BEGIN

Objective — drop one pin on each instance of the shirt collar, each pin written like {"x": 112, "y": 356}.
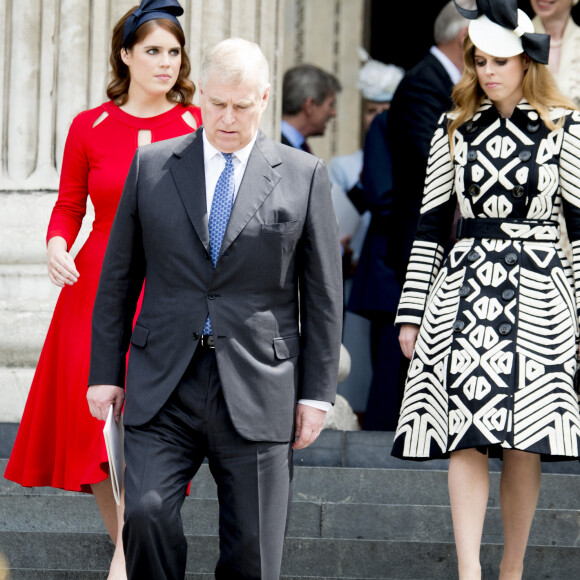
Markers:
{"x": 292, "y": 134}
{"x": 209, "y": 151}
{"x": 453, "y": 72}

END
BEGIN

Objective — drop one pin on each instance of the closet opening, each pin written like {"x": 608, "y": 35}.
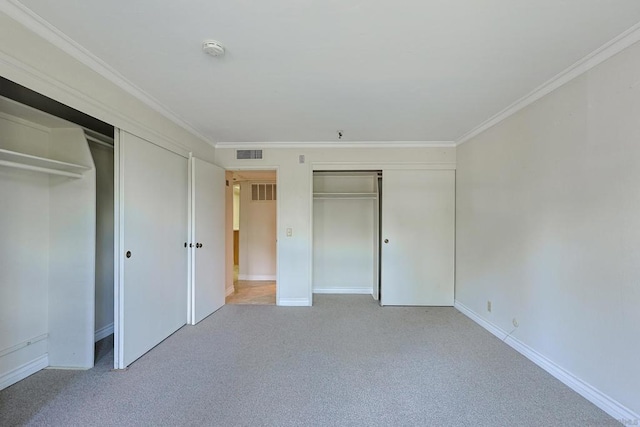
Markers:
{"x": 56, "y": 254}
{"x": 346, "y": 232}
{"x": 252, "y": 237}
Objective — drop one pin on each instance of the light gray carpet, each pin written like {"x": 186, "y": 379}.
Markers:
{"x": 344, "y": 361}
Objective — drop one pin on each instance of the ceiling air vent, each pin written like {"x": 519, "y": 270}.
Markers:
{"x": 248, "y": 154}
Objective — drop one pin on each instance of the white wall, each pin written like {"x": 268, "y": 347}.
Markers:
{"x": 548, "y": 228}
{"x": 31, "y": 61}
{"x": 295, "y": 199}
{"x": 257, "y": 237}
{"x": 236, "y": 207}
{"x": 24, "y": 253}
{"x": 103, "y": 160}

END

• Exercise
Every line of the material above that has the string "each" needs pulling out.

• Task solution
Objective — drop one pin on each instance of the shirt collar, each pin written like {"x": 112, "y": 356}.
Objective — drop one pin on each instance of the closet opening, each pin written like {"x": 608, "y": 35}.
Objective — drop one pin on each instance of the light gray carpet, each pin written like {"x": 186, "y": 379}.
Objective — drop one pin on each instance of the ceiling air vent, each pin written like {"x": 519, "y": 270}.
Objective — drop one pin on each instance of the white wall, each pin written like {"x": 268, "y": 347}.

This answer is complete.